**TASK DIRECTIONS**
Count the lines in the material below that contain the string "skirt". Reply with the number alone.
** start of EXERCISE INPUT **
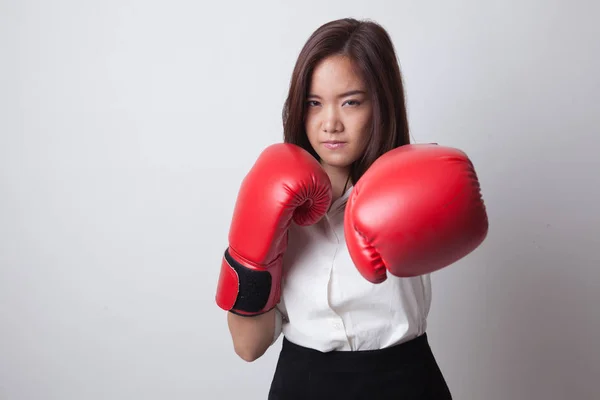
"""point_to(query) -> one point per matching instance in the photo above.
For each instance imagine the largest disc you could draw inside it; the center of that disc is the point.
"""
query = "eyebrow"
(345, 94)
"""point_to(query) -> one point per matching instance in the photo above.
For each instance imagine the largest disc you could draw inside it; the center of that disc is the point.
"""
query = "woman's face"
(339, 110)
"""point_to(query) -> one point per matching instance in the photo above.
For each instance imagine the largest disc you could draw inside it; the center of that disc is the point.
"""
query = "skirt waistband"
(414, 351)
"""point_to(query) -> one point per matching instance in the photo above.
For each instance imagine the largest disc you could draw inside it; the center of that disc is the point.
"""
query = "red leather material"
(285, 185)
(227, 287)
(416, 210)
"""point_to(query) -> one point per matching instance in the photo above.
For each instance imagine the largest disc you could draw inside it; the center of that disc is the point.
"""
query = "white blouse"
(327, 305)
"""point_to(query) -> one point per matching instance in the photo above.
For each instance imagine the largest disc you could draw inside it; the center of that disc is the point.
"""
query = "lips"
(334, 144)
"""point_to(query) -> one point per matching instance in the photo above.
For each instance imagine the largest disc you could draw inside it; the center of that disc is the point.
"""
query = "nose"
(331, 122)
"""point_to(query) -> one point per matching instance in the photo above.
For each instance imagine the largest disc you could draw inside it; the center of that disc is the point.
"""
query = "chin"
(337, 162)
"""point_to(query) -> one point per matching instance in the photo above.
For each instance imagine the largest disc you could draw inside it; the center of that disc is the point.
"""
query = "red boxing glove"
(285, 184)
(417, 209)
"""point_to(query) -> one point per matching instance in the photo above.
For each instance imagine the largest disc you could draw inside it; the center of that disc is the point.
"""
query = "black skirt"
(407, 371)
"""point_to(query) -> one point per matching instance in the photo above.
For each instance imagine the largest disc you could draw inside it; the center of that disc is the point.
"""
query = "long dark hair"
(369, 46)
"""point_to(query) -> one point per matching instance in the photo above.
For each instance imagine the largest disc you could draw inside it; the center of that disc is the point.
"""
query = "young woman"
(289, 268)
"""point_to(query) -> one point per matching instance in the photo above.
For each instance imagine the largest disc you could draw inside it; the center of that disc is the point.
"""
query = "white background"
(127, 126)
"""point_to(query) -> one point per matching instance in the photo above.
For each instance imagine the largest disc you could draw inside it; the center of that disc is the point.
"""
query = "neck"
(340, 180)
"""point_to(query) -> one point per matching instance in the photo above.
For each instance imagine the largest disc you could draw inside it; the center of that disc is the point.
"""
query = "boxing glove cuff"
(245, 290)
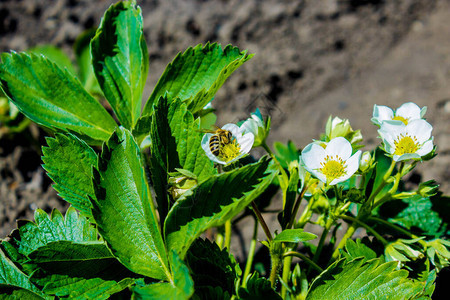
** end of EXERCISE INPUT **
**FINAL RESULT**
2